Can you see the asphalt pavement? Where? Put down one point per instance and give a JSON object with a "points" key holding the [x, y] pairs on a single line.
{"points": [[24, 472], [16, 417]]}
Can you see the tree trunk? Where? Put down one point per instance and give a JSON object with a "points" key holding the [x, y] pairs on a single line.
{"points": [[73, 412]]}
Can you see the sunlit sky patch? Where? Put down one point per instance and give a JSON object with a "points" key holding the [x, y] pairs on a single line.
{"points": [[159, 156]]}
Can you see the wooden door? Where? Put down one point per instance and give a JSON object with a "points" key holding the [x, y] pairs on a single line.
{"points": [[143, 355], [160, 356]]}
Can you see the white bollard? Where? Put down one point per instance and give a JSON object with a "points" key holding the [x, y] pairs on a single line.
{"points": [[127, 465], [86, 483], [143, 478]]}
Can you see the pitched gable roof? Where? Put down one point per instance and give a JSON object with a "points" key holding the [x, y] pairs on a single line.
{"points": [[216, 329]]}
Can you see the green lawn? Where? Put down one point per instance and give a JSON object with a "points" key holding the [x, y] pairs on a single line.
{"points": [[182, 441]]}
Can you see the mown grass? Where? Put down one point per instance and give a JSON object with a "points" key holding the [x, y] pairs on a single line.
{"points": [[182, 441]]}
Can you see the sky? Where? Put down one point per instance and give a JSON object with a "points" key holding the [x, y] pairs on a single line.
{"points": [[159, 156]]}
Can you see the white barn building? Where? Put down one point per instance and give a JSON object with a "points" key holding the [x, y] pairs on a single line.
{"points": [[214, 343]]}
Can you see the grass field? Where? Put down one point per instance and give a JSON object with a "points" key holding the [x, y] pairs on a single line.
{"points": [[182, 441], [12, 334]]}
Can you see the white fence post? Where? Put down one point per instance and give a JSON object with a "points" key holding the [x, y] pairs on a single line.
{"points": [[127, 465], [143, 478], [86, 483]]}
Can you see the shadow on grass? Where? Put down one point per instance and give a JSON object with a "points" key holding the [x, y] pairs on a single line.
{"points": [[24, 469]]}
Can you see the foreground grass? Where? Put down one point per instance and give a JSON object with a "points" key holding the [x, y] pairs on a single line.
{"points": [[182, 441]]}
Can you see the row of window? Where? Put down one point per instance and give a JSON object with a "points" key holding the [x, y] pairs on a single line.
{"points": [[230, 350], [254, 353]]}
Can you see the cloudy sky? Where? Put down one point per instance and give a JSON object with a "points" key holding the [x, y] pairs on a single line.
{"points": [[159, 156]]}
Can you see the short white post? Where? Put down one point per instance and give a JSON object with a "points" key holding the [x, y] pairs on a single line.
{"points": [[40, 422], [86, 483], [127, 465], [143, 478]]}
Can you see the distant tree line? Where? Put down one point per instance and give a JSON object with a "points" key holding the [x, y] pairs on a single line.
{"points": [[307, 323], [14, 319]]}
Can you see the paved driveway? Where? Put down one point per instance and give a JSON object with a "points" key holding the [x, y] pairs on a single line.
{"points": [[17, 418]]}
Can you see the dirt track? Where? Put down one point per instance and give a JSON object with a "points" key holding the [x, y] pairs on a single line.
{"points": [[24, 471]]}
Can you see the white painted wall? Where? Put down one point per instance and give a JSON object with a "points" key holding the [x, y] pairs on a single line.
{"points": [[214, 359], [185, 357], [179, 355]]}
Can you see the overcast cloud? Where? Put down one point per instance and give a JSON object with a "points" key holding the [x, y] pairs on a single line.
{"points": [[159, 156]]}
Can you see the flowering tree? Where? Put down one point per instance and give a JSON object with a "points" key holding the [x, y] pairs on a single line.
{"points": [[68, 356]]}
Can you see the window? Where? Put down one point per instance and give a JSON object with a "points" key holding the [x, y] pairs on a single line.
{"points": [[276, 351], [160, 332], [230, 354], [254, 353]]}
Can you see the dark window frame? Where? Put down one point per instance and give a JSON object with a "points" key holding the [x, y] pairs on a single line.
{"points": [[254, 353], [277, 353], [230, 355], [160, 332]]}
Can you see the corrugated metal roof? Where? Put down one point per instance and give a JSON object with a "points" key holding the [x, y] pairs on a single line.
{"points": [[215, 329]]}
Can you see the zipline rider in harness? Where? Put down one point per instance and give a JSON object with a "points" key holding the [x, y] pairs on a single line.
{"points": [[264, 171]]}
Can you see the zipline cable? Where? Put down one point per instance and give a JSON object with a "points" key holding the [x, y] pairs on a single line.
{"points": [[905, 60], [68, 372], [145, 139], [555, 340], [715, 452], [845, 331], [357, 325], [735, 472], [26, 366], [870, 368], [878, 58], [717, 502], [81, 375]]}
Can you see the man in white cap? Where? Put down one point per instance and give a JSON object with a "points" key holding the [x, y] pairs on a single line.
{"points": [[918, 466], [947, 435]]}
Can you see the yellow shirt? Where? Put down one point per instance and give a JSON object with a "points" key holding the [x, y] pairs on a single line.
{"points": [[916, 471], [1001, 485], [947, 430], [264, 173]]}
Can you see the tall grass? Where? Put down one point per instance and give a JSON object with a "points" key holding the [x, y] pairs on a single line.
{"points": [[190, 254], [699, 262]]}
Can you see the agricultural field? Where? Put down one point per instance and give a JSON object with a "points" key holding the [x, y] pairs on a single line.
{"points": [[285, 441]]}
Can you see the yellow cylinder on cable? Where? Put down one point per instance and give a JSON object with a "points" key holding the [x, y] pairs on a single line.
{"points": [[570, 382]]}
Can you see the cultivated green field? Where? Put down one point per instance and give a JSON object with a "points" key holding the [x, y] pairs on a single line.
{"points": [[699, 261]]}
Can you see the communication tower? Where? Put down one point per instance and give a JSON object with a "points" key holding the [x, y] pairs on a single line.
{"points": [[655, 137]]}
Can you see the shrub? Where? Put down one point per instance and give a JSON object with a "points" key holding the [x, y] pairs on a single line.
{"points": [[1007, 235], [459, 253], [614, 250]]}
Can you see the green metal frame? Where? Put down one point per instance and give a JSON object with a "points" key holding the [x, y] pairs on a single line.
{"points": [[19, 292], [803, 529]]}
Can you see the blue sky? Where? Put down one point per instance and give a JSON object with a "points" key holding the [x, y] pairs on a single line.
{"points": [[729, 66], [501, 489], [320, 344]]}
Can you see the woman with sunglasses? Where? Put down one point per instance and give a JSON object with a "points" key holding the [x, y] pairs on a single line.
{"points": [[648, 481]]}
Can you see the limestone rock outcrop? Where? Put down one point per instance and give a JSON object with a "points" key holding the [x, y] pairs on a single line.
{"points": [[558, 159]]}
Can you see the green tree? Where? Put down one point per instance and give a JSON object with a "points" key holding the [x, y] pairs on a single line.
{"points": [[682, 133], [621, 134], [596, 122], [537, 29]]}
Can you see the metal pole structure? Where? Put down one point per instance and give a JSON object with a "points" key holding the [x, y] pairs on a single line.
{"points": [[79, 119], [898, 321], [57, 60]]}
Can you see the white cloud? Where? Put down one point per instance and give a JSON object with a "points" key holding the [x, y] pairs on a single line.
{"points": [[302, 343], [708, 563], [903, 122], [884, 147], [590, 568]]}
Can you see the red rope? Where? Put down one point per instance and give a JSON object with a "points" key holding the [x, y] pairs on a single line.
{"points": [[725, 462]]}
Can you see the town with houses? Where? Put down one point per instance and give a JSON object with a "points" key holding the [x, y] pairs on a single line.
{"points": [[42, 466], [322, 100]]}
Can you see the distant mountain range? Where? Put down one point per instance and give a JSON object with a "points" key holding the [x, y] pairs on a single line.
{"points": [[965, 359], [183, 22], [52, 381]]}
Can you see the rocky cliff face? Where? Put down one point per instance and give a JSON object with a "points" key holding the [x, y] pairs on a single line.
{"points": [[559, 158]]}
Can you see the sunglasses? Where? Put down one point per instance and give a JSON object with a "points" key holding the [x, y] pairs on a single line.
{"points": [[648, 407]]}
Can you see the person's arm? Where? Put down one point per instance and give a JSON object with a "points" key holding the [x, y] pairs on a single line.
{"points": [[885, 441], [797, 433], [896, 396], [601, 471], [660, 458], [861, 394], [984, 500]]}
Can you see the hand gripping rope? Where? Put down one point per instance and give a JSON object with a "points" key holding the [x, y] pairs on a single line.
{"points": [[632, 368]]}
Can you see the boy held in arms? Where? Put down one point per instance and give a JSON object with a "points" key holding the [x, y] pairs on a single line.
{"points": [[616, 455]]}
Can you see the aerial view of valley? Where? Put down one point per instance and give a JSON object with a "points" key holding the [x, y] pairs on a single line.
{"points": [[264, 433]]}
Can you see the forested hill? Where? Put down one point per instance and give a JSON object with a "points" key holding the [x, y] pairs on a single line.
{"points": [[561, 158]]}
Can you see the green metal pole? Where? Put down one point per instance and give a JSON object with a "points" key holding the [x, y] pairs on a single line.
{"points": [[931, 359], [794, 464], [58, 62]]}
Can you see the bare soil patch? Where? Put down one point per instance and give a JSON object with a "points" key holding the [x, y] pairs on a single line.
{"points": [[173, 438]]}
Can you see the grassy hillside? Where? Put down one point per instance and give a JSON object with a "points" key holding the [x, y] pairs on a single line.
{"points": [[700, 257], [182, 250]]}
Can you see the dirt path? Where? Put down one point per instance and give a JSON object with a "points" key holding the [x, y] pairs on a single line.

━━━━━━━━━━

→ **OBJECTIVE**: Include both ends. Return the line holding "Can you see the sunglasses?" and all lines after it in the records above, exactly as written.

→ **COMPLETE RESPONSE**:
Can you see the sunglasses? Where? Put down one point per instance and give a JSON object with a "points" key holding the [x, y] pairs on a single line.
{"points": [[648, 407]]}
Can you see the person's arm? Where? Put down one point per instance and give a JSON object with a "points" key holding the [x, y] pairs on a single line.
{"points": [[885, 441], [797, 433], [896, 396], [601, 471], [660, 458], [861, 394], [984, 500]]}
Can you see the hand gripping rope? Where? Put down one point per instance and give a JSON object with a "points" key holding the [x, y] pairs on a single line.
{"points": [[632, 368]]}
Can you see the boy held in arms? Where? Put down one point per instance and give a JSON object with a "points" key holding the [x, y] pairs on a single line.
{"points": [[616, 455]]}
Can you see the aerial view of valley? Where? Put down one point per instance and give a JSON object with a "points" key holding the [x, y] pairs on a single line.
{"points": [[264, 433]]}
Can you see the forested hill? Where? Put down one point per instance and give a JSON object with a "points" key holding the [x, y] pairs on a single line.
{"points": [[561, 158]]}
Can you see the green metal pole? Where? Put down one point per instance and give a JSON object with a "points" key holding the [x, y] pairs on a single line.
{"points": [[931, 359], [794, 464], [58, 62]]}
Can you see the bare soil patch? Where? Put down one point per instance and give a JSON object with a "points" key holding the [x, y] pairs on a single line.
{"points": [[173, 438]]}
Can you see the grassy hillside? Where? Put down one point per instance and give a JSON object with a "points" key holding the [x, y] pairs on a single line.
{"points": [[700, 257], [182, 250]]}
Can you see the dirt path? Where? Put down one point per instance and give a JSON object with a "points" key holding the [x, y] pairs on a single line.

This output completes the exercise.